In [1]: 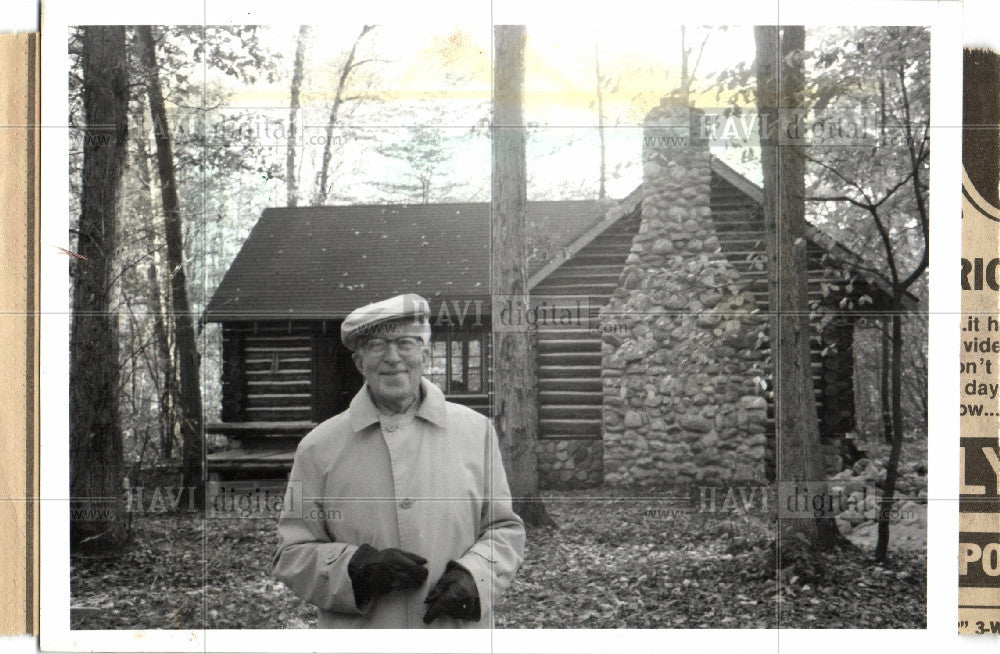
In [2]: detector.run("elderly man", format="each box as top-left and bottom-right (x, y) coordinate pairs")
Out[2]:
(274, 294), (524, 629)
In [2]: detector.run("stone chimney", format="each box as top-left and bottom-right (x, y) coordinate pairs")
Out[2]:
(601, 99), (767, 486)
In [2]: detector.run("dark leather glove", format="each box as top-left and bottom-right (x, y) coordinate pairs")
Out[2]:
(424, 561), (480, 624)
(347, 543), (427, 608)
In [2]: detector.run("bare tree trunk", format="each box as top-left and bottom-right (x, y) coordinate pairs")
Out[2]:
(285, 25), (309, 207)
(490, 25), (552, 525)
(313, 25), (375, 205)
(875, 310), (903, 561)
(138, 127), (177, 460)
(136, 25), (205, 506)
(754, 26), (832, 558)
(69, 26), (129, 550)
(880, 319), (892, 443)
(594, 40), (608, 200)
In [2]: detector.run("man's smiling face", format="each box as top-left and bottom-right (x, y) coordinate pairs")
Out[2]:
(354, 320), (430, 411)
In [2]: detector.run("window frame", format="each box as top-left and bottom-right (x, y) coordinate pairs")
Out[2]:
(427, 331), (490, 396)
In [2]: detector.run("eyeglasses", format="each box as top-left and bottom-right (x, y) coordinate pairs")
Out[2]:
(361, 336), (424, 356)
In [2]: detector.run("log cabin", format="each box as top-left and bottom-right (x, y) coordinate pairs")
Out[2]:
(204, 151), (915, 488)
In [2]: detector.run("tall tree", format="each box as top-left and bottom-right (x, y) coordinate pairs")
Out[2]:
(313, 25), (375, 205)
(285, 25), (309, 207)
(807, 27), (930, 560)
(490, 25), (552, 525)
(69, 26), (129, 550)
(754, 26), (824, 560)
(136, 25), (205, 505)
(594, 39), (608, 200)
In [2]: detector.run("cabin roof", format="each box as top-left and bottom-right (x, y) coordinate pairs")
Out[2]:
(204, 157), (916, 322)
(205, 200), (605, 322)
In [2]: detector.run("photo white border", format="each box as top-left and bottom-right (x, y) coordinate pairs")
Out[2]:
(40, 0), (964, 654)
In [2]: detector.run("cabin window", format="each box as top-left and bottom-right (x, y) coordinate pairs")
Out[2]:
(429, 334), (486, 395)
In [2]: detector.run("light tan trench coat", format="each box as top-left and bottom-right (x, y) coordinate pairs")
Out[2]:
(274, 379), (524, 629)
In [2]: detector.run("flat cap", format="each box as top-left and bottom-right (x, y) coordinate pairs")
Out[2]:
(340, 293), (431, 352)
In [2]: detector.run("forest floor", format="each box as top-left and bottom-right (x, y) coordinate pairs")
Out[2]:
(71, 489), (927, 629)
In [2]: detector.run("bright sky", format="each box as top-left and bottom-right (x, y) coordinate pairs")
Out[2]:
(205, 24), (754, 202)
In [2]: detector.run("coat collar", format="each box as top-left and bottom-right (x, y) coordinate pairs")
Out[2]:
(348, 377), (448, 432)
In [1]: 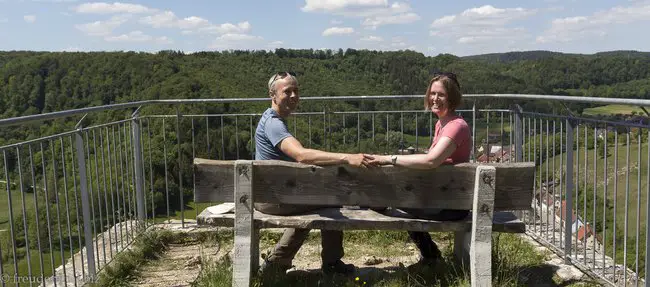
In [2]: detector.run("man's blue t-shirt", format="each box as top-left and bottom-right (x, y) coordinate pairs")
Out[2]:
(255, 108), (295, 161)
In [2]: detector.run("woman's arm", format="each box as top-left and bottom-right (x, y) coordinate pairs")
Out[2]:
(366, 137), (456, 169)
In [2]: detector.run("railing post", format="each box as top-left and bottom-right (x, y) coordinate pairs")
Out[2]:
(511, 104), (524, 162)
(470, 101), (476, 162)
(75, 124), (97, 282)
(564, 119), (575, 264)
(131, 111), (147, 227)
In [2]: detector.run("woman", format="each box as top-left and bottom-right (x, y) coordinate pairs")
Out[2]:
(364, 73), (472, 272)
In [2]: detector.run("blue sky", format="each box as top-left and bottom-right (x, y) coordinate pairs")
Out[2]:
(0, 0), (650, 56)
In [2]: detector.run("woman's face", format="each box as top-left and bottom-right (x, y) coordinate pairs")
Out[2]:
(429, 81), (449, 118)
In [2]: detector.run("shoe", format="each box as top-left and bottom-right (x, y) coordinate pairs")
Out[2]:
(321, 260), (356, 275)
(259, 260), (291, 277)
(406, 257), (442, 273)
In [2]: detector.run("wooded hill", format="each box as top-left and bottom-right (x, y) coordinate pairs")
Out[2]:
(0, 49), (650, 146)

▶ _Written request_: Reproduce all of the records above, replacing every occurrence of "top-left" with "upper-left" and leaving everything else unchanged. Omit the pictures from your answer.

▶ _Correct response_:
In [1]: 
In [2]: detector.run("elderly man", format="each box as upper-left and bottom-right (x, y) coordinate pairs")
Out[2]:
(274, 294), (524, 629)
In [2]: detector.run("stone chimney", format="each box as upper-left and bottom-right (x, y) coordinate pairs")
Out[2]:
(601, 99), (767, 486)
In [2]: detector.run("dark leather glove", format="each box as upper-left and bottom-right (x, y) coordinate pairs")
Out[2]:
(424, 561), (480, 624)
(347, 543), (427, 608)
In [2]: detector.run("bare tree trunk", format="each box as upper-left and bottom-right (x, y) coordinate pairs")
Out[2]:
(285, 25), (309, 207)
(490, 25), (552, 525)
(313, 25), (375, 205)
(875, 310), (903, 561)
(138, 127), (177, 460)
(136, 25), (205, 506)
(754, 26), (832, 558)
(69, 26), (129, 550)
(880, 319), (892, 443)
(594, 40), (608, 200)
In [2]: detector.run("man's smiling face", format="each box as upper-left and bottom-right (x, y) coordinate pairs")
Out[2]:
(354, 320), (430, 411)
In [2]: detector.run("window frame", format="each box as upper-left and bottom-right (x, y) coordinate pairs")
Out[2]:
(427, 331), (490, 396)
In [2]: detector.run("eyeglasses", format="each box as upper-left and bottom-right (x, y) coordinate pairs")
Out[2]:
(361, 336), (424, 356)
In [2]: detector.run("log cabin", format="each box as upper-left and bottom-right (x, y) coordinate pairs")
Out[2]:
(204, 151), (915, 488)
In [2]: detector.run("tall tree", format="each box as upper-left and bottom-right (x, y) coordinate pairs")
Out[2]:
(313, 25), (375, 205)
(285, 25), (309, 207)
(807, 27), (930, 560)
(490, 25), (552, 525)
(69, 26), (129, 550)
(754, 26), (824, 560)
(136, 25), (205, 505)
(594, 39), (608, 200)
In [2]: detector.run("cabin roof", format="each box as upper-left and bottom-right (x, y) coordinate pairs")
Out[2]:
(204, 157), (916, 322)
(205, 200), (605, 322)
In [2]: detector.run("photo white border", format="each box as upper-left and bottom-right (x, y) coordinate pairs")
Out[2]:
(40, 0), (964, 654)
In [2]: detector.run("cabin window", format="each box as upper-left and bottom-right (x, y) coordinate pairs")
Out[2]:
(429, 334), (486, 395)
In [2]: detector.run("light tan trench coat", format="each box as upper-left and bottom-right (x, y) coordinate pairs")
Out[2]:
(274, 379), (524, 629)
In [2]: detector.run("flat cap", format="each box as upper-left and bottom-right (x, y) coordinate pairs")
Out[2]:
(340, 293), (431, 352)
In [2]: detector.run("forest floor", format="each box as upper-left and bottom-right (x, y) coordinate pairs")
Out[2]:
(71, 489), (927, 629)
In [2]: detector.run("bright sky", format="each box as upper-left and bottom-right (x, y) coordinate pairs")
Out[2]:
(205, 24), (754, 202)
In [2]: detector.run("coat collar", format="each box as upper-left and bottom-right (x, y) coordinate pairs")
Out[2]:
(348, 377), (448, 432)
In [1]: 
In [2]: detector.run("man's blue t-shirt", format="each box as upper-left and bottom-right (x, y) coordinate pairs")
Out[2]:
(255, 108), (295, 161)
In [2]: detector.run("woman's arm", format="each box as upper-left and bottom-right (x, y) coordinate pairs")
Out[2]:
(366, 137), (456, 169)
In [2]: detector.run("railing post", format="each box as upper-left and bottom-right (x, y) coordinate pairs")
Out[2]:
(511, 104), (524, 162)
(470, 101), (476, 162)
(75, 124), (97, 282)
(564, 119), (575, 264)
(131, 111), (147, 227)
In [2]: detector.run("woman", format="each box as upper-left and bottom-right (x, y) coordinate pairs")
Out[2]:
(364, 73), (472, 272)
In [2]: detector.run("blue sky", format="each box as upper-left and bottom-right (x, y) coordinate pairs")
Out[2]:
(0, 0), (650, 56)
In [2]: detector.run("woman's face", format="each box as upper-left and bottom-right (x, y) coordinate pairs")
Out[2]:
(429, 81), (449, 118)
In [2]: detector.run("shoe", format="each box as upper-left and bottom-right (x, y) coordinate pairs")
Out[2]:
(321, 260), (356, 275)
(259, 260), (291, 277)
(406, 257), (442, 273)
In [2]: detector.run("wooded hill", format="each box as upper-left and bottom-right (x, y) coordinate pairs")
Out[2]:
(0, 49), (650, 146)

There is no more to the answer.